### KURZE AUFGABE A
Ermittle, in wie vielen Zeilen der Datensätze unten die Zeichenfolge „banner“ vorkommt, wobei Groß- und Kleinschreibung zählt. Gib nur die Zahl an.

### BEREITGESTELLTER AUSZUG
**********

Isabella, drei Karavellen und ein Scharlatan

Werftpark-Theater Kiel


1997 bekam er den Nobelpreis für Literatur. Er gilt als einer der talentiertesten Politclowns Europas: Dario Fo.
Er ist der Vertreter des italienischen Volkstheater, er folgt der Tradition der mittelalterlichen Spielleute und
Possenreißer und der Commdia dell’arte.
Fo ist ein Theateranarchist. Er liebt die tragischen Verwicklungen seiner Figuren.

 

Sein Spektakel Isabella, drei Karavellen und ein Scharlatan ist ein Stück im Stück.

**********

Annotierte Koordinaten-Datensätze

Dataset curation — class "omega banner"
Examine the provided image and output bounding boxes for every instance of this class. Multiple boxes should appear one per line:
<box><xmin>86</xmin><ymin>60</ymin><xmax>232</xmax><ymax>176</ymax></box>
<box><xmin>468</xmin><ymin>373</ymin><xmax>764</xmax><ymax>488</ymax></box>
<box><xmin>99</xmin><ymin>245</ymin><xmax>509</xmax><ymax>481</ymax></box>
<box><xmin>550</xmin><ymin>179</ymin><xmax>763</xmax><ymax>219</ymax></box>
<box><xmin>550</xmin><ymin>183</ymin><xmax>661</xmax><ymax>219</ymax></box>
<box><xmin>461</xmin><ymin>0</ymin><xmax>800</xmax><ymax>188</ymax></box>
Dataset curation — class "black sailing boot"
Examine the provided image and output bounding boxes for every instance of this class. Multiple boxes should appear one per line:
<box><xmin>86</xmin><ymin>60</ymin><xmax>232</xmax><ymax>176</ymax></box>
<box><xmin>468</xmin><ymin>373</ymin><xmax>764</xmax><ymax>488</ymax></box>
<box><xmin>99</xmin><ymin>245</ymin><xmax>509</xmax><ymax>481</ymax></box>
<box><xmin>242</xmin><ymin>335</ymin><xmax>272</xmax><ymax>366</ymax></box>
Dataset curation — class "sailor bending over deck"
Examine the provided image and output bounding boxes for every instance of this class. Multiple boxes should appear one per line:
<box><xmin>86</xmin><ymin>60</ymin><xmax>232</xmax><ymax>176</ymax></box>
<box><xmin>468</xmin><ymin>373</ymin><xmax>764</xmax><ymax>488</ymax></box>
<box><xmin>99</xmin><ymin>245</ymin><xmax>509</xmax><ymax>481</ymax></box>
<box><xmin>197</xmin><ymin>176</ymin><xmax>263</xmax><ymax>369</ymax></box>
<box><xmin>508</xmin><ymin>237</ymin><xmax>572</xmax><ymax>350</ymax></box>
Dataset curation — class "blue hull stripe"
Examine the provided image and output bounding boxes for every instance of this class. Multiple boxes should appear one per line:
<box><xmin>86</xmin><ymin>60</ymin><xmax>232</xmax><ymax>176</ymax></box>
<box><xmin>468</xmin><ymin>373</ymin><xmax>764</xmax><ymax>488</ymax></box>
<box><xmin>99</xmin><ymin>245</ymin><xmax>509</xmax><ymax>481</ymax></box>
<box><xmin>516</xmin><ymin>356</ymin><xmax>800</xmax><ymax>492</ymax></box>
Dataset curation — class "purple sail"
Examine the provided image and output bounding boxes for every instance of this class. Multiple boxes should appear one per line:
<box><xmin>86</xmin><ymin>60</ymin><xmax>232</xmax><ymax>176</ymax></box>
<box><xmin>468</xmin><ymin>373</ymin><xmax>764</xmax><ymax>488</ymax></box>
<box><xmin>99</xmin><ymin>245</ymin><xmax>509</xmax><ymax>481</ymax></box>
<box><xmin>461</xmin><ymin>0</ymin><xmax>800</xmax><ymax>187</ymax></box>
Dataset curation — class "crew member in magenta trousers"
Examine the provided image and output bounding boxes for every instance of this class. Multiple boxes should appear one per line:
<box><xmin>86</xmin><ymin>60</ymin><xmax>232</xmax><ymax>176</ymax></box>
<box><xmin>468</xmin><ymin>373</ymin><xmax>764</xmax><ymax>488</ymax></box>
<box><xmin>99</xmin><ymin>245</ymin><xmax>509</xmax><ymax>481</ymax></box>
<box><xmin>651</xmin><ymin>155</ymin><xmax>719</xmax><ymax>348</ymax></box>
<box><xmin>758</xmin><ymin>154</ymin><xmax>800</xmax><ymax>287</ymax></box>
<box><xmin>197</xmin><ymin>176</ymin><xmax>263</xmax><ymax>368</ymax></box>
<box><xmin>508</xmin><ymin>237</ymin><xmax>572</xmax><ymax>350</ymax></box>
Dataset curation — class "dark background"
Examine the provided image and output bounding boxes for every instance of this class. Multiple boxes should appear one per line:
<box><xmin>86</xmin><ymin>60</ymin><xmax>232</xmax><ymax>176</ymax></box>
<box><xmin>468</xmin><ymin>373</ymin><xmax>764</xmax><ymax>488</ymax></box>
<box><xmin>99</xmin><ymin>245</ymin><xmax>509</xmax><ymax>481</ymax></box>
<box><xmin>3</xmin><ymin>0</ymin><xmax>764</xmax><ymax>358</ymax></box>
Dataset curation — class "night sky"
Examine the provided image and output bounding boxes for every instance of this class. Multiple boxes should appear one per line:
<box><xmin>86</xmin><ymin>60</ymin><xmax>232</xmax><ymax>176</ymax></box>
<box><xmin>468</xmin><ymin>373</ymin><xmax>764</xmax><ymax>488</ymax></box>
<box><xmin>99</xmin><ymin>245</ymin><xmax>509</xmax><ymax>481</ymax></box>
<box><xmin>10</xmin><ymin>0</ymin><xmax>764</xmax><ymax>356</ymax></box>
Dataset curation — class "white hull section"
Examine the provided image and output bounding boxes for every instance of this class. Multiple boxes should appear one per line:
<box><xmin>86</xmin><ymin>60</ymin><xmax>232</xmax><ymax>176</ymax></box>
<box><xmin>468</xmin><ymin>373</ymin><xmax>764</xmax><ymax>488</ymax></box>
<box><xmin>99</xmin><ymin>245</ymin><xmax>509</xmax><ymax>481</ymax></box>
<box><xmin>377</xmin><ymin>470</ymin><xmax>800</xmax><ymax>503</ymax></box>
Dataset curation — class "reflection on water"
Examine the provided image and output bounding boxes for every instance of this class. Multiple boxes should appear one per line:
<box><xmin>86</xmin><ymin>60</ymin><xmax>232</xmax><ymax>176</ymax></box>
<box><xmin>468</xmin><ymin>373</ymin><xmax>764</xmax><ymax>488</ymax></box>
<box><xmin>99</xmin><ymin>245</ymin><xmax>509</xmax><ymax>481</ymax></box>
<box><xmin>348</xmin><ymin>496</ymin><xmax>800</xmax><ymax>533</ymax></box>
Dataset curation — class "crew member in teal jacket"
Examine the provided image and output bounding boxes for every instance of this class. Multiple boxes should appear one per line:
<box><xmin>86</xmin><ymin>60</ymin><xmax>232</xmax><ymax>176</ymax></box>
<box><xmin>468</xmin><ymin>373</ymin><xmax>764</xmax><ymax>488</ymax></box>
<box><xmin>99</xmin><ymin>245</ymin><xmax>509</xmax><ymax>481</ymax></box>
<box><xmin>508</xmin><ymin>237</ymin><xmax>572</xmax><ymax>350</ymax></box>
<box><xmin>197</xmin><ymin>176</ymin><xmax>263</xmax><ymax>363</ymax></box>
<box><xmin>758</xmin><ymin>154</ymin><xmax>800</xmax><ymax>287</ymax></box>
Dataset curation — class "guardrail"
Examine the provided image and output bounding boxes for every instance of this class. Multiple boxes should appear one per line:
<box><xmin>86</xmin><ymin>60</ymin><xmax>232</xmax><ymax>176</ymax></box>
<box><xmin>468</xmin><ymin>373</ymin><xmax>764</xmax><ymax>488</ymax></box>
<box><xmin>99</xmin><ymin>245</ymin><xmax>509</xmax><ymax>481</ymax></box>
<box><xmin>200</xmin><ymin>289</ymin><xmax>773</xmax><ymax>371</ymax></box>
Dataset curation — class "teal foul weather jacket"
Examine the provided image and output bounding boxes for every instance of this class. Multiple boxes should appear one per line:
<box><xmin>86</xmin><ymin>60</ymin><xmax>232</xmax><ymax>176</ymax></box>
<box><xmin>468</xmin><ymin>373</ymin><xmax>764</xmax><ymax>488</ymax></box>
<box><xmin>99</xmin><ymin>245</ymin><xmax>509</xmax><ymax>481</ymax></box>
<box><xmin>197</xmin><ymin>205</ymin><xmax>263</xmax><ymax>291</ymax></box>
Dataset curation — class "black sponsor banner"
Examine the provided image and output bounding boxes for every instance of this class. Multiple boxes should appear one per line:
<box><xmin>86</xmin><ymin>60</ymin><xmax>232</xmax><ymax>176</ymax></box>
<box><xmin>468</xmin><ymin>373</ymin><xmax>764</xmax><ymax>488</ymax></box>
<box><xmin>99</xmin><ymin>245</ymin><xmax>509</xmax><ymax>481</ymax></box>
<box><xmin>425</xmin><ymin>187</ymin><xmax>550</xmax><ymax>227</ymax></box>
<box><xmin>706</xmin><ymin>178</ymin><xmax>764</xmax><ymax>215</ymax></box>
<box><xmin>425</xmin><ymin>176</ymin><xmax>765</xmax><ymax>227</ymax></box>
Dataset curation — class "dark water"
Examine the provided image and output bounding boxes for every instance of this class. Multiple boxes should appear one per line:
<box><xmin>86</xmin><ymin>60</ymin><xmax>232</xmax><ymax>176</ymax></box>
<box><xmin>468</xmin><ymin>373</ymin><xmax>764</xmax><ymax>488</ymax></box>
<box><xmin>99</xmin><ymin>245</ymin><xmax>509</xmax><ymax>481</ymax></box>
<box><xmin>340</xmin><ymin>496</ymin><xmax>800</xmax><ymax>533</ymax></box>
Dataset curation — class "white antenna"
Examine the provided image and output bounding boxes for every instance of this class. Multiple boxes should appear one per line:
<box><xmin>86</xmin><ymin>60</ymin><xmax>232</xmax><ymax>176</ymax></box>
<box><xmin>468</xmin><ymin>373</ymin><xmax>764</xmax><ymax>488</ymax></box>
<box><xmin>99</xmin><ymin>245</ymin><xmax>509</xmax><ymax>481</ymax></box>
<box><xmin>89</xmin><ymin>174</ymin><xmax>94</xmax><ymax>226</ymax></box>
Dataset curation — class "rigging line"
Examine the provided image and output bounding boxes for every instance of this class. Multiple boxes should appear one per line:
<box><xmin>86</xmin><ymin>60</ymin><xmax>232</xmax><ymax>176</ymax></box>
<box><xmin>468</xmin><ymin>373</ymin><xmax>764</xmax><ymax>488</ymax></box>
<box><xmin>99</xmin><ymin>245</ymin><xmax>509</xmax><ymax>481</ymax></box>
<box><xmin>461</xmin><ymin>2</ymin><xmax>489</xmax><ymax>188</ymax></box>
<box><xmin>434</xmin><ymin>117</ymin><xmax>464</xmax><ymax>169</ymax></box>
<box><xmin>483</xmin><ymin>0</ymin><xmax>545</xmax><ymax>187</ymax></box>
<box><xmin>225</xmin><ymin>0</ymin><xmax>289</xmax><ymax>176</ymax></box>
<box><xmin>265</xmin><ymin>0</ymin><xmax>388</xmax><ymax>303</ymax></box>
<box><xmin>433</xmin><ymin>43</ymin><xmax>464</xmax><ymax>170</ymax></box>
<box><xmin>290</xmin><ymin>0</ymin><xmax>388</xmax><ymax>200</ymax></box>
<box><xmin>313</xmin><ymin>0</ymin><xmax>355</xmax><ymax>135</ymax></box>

**********

### KURZE AUFGABE B
Führe den Auszug über Dario Fo und sein Stück bitte im Anschluss an dessen letzten Satz weiter.

### LÖSUNG DER AUFGABE A
2

### LÖSUNG DER AUFGABE B
Ein verurteilter Schauspieler steht im Spanien des 16. Jahrhunderts auf dem Richtplatz der Inquisition
und soll um sein Leben spielen. Zusammen mit seiner Theatertruppe zeigt er die Geschichte
des berühmten Seefahrers Christoph Columbus, der die kastilische Königin Isabella mit einer List
überzeugt, ihm seine Entdeckungsfahrten zu finanzieren. Da sich seine Entdeckung der neuen Welt
jedoch als nicht so profitabel herausstellt, wie erhofft, wendet sich sein Glück. Das Stück im Stück
hat die Wirklichkeit eingeholt.
Der Schauspieler wird hingerichtet.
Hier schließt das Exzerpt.